Reproduce the passage of the article on the Goldman Sachs report that begins with "Together, the U.S." and ends with "costs are staggering.", changing "staggering" to "enormous".

─── Excerpt to read ───

Could Goldman Sachs Report Be Exposing Pharma’s Real End Game?

Together, the U.S. government and American families are spending billions on medications, therapy, insurance, education, housing, etc. to address the epidemics of chronic childhood diseases. These include autism, ADHD, diabetes, juvenile rheumatoid arthritis, cancer, allergies (including deadly peanut allergies), autoimmune conditions, obesity and more. The costs are staggering.

recent government survey found that 1 in 45 children ages 3 through 17 have been diagnosed with an autism spectrum disorder (ASD). The estimated average lifetime cost to care for a child with autism is $1.4 million if they do not have intellectual disability. An estimated 1 in 5 persons with autism also has intellectual disability. This increases the average lifetime cost of care to $2.3 million.

WMP is calling for a new paradigm that tries to stop the rise of chronic disease and cure those who are suffering now. Since these epidemics are occurring in children, the long-term consequences of so many sick children could be dire for our nation and economy in the future.

The rise in chronic illness in children is coterminous with the vaccine schedule. In 1986, there were 11 vaccines and 12.8% of our nation’s children had a chronic illness. In 2017, there were 54 vaccines—and 2011 figures report an astonishing 54% of children suffer from chronic illness or developmental disability—many of which have been associated with vaccine injuries. WMP believes the U.S. plan must be to do everything possible now to prevent chronic diseases in children and it should start with investigating our broken vaccine program.

“…cures could be bad for business in the long run.”

“Is curing patients a sustainable business model?”

On April 10th, Goldman Sachs (GS) released a report called “The Genome Revolution.” In it, GS asked, “Is curing patients a sustainable business model?” People with chronic illnesses and those who have loved ones suffering with ongoing conditions will find the GS comments repugnant. Both childhood epidemics and opioid addiction are at record highs. Partner those facts with the notion that “one shot and done vaccines” are a thing of the past as today’s failing vaccines require more boosters and it begs the question, Could the Goldman Sachs report be exposing pharma’s real end game of drug dependency vs. curing disease?

The following is an excerpt from a new CNBC investing report:

Goldman Sachs analysts attempted to address a touchy subject for biotech companies, especially those involved in the pioneering “gene therapy” treatment: cures could be bad for business in the long run. “Is curing patients a sustainable business model?” analysts ask in an April 10 report entitled “The Genome Revolution.”

“The potential to deliver ‘one shot cures’ is one of the most attractive aspects of gene therapy, genetically-engineered cell therapy and gene editing. However, such treatments offer a very different outlook with regard to recurring revenue versus chronic therapies,” analyst Salveen Richter wrote in the note to clients Tuesday. “While this proposition carries tremendous value for patients and society, it could represent a challenge for genome medicine developers looking for sustained cash flow.”

─── Information supplied ───

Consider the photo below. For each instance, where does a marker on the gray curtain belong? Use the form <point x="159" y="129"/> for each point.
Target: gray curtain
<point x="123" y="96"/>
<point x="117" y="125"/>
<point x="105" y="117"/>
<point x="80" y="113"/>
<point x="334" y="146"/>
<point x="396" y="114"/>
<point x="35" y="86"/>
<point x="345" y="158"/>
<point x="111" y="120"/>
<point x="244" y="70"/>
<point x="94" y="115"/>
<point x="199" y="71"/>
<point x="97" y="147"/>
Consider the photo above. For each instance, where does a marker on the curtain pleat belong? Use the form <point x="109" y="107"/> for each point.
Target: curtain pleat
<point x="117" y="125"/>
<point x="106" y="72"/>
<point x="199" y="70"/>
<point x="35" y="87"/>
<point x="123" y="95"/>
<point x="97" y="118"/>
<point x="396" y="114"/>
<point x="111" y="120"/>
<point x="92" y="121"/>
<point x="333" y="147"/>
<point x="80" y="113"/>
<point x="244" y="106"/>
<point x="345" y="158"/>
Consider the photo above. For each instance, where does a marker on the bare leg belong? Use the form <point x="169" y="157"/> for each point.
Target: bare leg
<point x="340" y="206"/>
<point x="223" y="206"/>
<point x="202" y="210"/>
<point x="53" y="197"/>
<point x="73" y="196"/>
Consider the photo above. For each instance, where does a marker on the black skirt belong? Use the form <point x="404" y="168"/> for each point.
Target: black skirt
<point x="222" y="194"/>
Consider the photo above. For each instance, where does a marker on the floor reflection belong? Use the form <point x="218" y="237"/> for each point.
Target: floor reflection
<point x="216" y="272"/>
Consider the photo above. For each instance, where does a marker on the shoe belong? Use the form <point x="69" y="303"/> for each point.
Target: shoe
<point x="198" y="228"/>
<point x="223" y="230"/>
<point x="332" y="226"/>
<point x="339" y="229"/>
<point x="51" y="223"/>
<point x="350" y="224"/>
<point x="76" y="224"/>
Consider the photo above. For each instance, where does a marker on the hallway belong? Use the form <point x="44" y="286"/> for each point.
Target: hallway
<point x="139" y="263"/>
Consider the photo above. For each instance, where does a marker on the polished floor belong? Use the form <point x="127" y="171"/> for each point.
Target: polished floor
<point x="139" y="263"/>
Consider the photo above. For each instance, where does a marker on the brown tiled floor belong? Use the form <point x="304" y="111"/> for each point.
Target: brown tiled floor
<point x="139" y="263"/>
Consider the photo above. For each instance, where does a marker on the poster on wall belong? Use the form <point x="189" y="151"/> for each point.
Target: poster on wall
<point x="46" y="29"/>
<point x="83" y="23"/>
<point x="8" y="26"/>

───

> Task solution:
Together, the U.S. government and American families are spending billions on medications, therapy, insurance, education, housing, etc. to address the epidemics of chronic childhood diseases. These include autism, ADHD, diabetes, juvenile rheumatoid arthritis, cancer, allergies (including deadly peanut allergies), autoimmune conditions, obesity and more. The costs are enormous.